Aim → Find every line in the material below that contains the word "formatted" and copy each of those lines.

Input material →
____________________
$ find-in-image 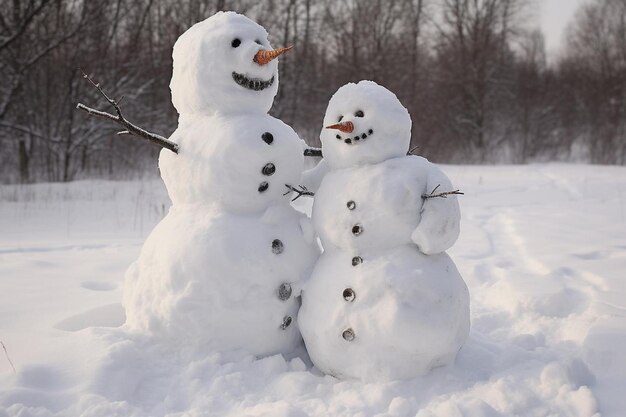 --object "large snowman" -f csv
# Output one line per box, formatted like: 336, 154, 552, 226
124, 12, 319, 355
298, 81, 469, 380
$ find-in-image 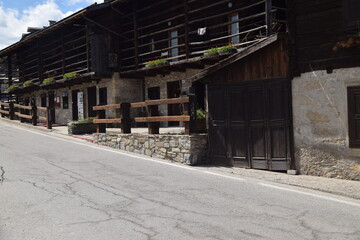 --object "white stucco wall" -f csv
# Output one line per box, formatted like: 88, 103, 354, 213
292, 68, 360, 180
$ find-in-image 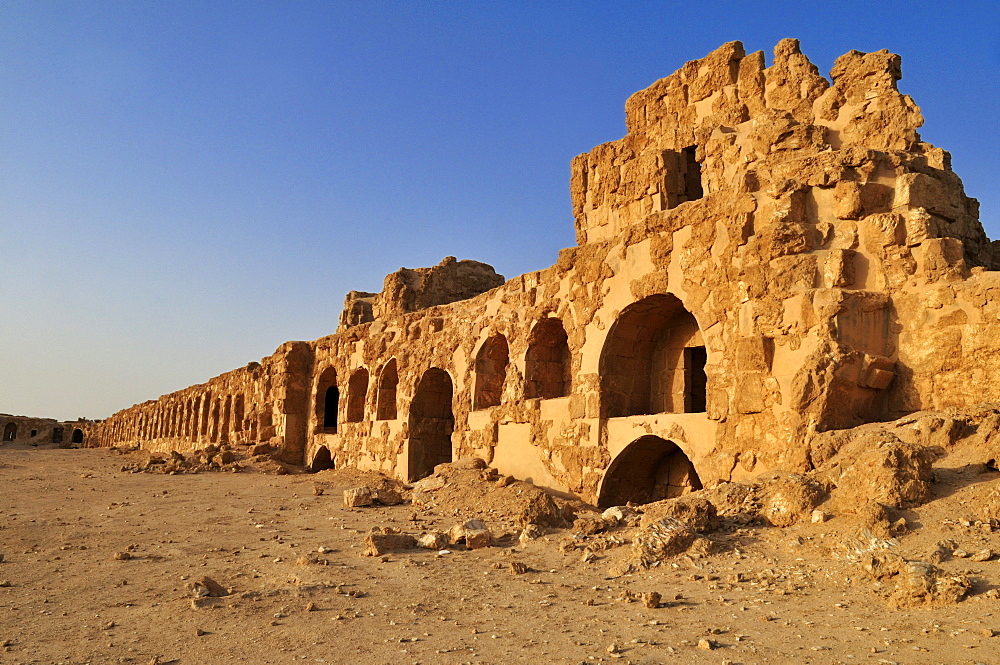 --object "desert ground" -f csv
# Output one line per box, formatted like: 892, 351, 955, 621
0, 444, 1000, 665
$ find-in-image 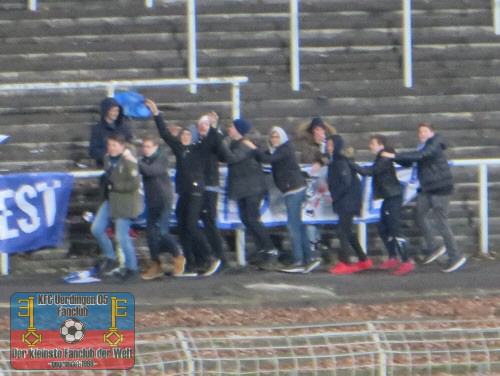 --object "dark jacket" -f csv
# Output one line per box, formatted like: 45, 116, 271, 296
____________________
Solution →
# Output one line per box, formatted like: 336, 154, 552, 226
# Output one line per box, formatted like: 88, 103, 354, 213
# Output one line per box, formatted like: 892, 351, 955, 621
# Output one line per box, formatted like: 45, 116, 271, 296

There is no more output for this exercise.